RECORDS PROVIDED:
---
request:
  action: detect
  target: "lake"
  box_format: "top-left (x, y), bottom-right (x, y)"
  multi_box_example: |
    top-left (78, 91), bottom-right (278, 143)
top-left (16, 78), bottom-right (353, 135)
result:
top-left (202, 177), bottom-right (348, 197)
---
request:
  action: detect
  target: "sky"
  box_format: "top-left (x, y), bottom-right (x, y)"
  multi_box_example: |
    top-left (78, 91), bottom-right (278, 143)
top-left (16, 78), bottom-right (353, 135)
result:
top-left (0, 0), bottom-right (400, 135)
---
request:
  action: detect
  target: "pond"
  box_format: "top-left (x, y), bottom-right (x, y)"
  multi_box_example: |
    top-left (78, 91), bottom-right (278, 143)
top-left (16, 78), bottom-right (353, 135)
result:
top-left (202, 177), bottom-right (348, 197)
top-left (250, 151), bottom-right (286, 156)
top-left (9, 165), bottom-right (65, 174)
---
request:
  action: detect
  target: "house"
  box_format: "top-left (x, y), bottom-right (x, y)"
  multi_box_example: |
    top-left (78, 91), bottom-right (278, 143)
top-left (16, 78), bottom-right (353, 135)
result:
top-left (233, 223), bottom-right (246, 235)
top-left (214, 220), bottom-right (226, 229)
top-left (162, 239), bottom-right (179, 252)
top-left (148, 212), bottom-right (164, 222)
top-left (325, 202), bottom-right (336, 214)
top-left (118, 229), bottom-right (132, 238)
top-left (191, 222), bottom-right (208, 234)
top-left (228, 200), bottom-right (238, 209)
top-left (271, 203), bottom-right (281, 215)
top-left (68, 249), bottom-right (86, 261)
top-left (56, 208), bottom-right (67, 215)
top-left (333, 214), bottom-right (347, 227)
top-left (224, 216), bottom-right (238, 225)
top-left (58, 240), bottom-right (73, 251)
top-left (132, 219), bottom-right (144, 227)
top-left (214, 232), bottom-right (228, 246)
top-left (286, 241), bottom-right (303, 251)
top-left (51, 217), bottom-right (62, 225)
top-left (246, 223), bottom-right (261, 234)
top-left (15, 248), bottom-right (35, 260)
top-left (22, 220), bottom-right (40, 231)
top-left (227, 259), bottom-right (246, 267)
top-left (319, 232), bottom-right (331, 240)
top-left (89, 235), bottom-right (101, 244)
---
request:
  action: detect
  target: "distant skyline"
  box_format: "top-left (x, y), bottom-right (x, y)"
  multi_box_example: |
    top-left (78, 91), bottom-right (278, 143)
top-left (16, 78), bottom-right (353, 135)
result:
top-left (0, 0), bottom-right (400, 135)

WHAT TO WORK ON:
Extract each line above that contains the word "target".

REPLY TO THE TASK:
  target: "lake"
  target: "sky"
  target: "pond"
  target: "house"
  target: "distant skyline"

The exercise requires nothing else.